> [TASK GOAL] Print nothing except the lines of the listing below from the line with "Target: man in white t-shirt" to the line with "window ledge, dropping", each exactly as written, both ends included.

> [EXERCISE INPUTS]
'''

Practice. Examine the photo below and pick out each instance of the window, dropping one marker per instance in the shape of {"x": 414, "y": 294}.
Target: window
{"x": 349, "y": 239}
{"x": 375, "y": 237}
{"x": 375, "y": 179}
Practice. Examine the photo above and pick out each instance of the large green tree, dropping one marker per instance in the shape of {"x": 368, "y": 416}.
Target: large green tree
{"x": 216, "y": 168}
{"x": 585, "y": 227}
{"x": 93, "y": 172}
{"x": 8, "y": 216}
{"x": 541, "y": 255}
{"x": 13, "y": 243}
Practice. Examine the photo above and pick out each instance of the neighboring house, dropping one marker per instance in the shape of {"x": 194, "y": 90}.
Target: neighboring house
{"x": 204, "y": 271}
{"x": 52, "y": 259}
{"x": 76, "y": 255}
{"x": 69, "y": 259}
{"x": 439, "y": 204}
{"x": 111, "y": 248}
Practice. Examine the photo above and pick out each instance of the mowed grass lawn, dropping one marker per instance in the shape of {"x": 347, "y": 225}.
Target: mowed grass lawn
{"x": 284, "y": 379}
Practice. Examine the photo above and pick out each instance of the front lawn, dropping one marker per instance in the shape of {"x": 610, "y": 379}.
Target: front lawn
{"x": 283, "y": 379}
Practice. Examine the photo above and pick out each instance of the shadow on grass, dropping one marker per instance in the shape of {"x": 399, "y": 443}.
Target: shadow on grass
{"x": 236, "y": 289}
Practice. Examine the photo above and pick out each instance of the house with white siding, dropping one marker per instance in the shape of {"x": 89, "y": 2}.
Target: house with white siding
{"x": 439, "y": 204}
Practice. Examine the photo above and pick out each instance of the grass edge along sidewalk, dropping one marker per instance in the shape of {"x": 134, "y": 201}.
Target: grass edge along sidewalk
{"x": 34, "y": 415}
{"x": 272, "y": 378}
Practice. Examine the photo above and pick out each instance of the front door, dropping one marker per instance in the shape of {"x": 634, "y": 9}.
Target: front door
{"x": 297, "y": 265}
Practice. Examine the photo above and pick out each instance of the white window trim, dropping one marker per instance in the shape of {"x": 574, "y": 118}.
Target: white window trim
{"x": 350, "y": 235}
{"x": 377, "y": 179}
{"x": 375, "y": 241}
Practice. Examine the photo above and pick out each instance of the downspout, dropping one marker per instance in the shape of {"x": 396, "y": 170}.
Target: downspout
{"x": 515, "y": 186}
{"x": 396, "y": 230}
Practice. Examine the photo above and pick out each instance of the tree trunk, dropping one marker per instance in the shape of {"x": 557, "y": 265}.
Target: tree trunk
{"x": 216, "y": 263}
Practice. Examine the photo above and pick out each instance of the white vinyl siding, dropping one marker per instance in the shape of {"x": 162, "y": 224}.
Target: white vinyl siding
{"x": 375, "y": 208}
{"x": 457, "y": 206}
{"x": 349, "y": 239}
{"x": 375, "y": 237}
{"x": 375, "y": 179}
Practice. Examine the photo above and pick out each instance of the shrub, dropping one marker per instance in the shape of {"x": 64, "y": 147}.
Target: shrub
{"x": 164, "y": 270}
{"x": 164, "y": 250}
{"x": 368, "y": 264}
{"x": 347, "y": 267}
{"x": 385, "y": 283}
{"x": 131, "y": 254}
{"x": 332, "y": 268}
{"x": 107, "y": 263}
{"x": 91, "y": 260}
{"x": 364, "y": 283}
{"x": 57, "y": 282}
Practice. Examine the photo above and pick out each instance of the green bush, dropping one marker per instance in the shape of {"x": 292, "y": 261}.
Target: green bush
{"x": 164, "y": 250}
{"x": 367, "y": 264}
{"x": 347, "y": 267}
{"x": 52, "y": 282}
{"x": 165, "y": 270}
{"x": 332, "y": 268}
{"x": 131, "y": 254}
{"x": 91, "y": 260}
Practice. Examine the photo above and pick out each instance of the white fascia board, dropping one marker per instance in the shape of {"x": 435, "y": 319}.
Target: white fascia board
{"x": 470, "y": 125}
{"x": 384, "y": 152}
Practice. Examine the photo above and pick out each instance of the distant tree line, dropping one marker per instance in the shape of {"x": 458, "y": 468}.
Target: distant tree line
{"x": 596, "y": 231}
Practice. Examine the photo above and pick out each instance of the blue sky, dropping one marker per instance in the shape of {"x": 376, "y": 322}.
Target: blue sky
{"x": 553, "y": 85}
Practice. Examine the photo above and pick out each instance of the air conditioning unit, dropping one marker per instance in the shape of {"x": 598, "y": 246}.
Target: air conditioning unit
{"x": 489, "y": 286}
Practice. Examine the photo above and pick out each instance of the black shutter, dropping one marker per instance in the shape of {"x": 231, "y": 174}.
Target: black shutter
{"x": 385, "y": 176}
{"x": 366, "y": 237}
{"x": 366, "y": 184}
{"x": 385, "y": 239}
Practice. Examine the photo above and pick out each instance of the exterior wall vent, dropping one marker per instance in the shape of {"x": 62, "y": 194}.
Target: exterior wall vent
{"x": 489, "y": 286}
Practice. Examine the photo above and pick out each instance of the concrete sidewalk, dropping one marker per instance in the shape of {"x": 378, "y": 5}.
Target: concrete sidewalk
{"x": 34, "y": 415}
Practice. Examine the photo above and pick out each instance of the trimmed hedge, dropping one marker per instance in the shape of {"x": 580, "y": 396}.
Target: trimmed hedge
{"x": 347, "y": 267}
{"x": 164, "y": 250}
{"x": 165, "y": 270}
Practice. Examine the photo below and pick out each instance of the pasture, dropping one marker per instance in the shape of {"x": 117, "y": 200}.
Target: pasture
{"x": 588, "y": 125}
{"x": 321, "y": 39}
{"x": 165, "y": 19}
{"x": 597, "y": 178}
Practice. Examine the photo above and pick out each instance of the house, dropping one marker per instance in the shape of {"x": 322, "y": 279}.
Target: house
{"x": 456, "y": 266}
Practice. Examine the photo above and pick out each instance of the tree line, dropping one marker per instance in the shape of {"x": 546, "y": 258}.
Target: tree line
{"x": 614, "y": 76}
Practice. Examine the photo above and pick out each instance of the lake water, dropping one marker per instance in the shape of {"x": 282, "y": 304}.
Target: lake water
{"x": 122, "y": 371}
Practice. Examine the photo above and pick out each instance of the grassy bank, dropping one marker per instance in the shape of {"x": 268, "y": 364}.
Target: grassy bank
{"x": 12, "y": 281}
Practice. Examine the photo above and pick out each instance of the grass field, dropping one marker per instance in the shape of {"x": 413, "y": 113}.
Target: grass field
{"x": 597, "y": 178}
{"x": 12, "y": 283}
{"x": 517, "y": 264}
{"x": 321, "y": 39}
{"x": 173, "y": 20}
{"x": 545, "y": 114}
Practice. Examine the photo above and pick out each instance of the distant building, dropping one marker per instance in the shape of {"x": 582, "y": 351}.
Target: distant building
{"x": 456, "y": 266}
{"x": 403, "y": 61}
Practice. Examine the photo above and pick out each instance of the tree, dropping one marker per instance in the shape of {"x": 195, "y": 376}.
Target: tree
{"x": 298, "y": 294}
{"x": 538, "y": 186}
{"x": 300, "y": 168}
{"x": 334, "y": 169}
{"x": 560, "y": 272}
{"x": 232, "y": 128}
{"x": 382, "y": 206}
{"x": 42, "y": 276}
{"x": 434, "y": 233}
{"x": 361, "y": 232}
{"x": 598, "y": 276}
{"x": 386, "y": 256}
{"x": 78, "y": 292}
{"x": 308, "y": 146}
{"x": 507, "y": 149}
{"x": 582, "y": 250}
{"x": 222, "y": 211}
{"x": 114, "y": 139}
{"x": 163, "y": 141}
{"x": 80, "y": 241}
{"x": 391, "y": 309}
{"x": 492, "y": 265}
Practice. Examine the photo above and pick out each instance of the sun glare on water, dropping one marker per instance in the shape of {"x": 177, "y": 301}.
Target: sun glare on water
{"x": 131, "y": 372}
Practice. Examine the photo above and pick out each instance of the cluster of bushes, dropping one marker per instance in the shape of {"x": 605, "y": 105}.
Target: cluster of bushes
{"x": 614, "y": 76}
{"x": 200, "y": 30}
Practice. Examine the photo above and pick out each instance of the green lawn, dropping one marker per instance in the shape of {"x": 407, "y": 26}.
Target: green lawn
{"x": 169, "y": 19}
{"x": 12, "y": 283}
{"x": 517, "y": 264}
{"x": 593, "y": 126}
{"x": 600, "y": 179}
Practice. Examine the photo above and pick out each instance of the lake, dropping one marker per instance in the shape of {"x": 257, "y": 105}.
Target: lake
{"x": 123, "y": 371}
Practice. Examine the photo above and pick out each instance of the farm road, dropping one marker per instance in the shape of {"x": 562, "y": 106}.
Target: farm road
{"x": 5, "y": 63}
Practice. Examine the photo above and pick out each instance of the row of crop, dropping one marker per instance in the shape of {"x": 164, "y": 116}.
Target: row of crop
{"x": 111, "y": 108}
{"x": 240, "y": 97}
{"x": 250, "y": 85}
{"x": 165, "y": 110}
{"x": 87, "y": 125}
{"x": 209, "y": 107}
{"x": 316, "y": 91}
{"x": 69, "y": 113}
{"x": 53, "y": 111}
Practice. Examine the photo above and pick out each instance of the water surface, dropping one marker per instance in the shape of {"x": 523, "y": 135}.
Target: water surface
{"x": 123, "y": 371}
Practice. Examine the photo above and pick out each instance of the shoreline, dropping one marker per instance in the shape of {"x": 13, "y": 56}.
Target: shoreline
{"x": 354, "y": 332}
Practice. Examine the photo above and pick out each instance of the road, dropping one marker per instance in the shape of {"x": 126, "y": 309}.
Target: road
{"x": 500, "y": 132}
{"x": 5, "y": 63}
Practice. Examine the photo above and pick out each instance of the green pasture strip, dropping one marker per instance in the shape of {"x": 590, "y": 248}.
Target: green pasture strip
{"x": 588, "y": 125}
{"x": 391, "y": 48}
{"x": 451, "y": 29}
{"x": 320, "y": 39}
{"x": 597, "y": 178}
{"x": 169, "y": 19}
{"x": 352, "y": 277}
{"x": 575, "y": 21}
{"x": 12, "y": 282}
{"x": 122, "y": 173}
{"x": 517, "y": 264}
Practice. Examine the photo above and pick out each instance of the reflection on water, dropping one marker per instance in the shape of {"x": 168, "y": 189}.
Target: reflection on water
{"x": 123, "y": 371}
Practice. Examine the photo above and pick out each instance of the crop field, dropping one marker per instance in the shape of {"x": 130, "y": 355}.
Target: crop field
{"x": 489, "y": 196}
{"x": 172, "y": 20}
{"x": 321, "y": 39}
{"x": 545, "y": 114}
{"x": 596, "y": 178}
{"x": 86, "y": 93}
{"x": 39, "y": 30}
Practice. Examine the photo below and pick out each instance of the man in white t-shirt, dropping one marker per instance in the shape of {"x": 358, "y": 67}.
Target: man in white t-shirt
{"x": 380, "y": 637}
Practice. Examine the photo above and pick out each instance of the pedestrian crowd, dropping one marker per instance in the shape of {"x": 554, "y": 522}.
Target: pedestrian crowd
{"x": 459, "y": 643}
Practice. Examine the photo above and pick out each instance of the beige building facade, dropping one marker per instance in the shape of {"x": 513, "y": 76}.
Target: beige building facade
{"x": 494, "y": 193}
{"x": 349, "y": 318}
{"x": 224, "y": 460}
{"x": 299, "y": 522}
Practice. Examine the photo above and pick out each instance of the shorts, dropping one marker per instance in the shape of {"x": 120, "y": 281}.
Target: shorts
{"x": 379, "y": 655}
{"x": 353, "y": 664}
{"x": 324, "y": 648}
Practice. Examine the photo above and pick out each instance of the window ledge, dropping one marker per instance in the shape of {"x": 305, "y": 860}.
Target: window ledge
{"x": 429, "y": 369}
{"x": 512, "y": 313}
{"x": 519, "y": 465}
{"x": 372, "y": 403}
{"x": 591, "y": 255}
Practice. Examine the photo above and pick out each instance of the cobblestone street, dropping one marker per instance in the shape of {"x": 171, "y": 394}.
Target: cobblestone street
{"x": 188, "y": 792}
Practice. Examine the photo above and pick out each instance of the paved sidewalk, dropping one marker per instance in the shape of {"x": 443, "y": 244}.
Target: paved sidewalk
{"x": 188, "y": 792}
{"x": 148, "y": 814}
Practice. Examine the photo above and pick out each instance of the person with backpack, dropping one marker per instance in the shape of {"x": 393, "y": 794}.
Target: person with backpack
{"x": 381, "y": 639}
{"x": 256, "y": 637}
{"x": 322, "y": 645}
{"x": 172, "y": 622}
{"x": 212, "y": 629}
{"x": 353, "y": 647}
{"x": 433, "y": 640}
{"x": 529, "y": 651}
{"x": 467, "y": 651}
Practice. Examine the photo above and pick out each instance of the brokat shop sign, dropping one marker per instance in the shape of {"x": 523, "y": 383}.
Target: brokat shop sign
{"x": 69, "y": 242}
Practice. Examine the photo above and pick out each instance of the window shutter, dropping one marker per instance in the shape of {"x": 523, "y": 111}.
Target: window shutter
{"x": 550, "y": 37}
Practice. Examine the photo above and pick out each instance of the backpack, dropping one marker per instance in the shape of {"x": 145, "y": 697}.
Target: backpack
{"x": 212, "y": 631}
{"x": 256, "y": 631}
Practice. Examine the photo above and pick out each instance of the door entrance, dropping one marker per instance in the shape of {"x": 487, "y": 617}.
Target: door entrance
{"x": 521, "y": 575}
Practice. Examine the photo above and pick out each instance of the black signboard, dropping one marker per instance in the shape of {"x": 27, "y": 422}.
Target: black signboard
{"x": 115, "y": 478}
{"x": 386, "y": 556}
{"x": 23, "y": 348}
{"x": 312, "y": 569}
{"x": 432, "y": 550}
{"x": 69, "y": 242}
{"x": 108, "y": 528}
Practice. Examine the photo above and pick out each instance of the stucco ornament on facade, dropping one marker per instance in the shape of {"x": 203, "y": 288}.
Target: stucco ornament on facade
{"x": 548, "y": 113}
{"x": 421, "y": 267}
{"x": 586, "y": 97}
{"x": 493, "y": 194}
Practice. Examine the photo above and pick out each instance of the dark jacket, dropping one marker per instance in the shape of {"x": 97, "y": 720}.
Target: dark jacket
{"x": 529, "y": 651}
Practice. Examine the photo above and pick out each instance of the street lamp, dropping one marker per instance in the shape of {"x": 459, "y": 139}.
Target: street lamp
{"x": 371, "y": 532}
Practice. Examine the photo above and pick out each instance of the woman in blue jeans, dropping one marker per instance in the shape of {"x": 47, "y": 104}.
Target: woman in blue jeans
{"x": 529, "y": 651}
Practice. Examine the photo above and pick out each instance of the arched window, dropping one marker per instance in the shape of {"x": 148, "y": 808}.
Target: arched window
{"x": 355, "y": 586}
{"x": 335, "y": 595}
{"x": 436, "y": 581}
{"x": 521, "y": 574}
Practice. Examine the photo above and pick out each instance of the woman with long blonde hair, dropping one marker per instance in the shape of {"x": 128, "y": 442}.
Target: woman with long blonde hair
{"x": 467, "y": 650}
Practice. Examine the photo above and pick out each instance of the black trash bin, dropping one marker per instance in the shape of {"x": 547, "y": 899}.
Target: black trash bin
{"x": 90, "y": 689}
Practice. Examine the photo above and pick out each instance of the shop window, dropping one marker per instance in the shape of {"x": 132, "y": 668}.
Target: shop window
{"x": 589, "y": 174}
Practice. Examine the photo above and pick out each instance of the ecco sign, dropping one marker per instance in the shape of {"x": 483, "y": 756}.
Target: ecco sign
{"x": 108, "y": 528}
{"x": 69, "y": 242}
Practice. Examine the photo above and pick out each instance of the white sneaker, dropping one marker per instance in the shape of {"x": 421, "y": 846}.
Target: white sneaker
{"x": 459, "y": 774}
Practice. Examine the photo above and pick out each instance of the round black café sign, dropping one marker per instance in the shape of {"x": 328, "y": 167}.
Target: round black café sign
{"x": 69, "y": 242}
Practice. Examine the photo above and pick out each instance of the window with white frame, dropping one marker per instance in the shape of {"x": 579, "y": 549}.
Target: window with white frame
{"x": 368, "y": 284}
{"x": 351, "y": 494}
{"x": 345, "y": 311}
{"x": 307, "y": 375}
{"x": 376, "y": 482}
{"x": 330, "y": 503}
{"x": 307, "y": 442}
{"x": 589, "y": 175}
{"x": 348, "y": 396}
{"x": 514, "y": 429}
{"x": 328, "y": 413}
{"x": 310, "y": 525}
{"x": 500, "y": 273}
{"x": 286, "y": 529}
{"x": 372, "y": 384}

'''

> [REPLY]
Target: man in white t-shirt
{"x": 380, "y": 637}
Practice. Examine the photo above and pick out each instance of the pedestrian crowd, dropping one marker per instance in the shape of {"x": 554, "y": 522}.
Target: pedestrian crowd
{"x": 459, "y": 643}
Practice. Examine the photo above and pick out each instance of the beige building facade, dropping one marker per instance in the shape of {"x": 513, "y": 76}.
Target: beige building facade
{"x": 494, "y": 193}
{"x": 349, "y": 318}
{"x": 224, "y": 460}
{"x": 299, "y": 522}
Practice. Examine the photo above and pick out each instance of the shorts, dropping one marker per instance in the shape of {"x": 120, "y": 281}.
Target: shorts
{"x": 379, "y": 655}
{"x": 353, "y": 664}
{"x": 324, "y": 648}
Practice. Examine the photo above and pick out each instance of the window ledge, dropping one marker per instance in the shape of {"x": 305, "y": 860}.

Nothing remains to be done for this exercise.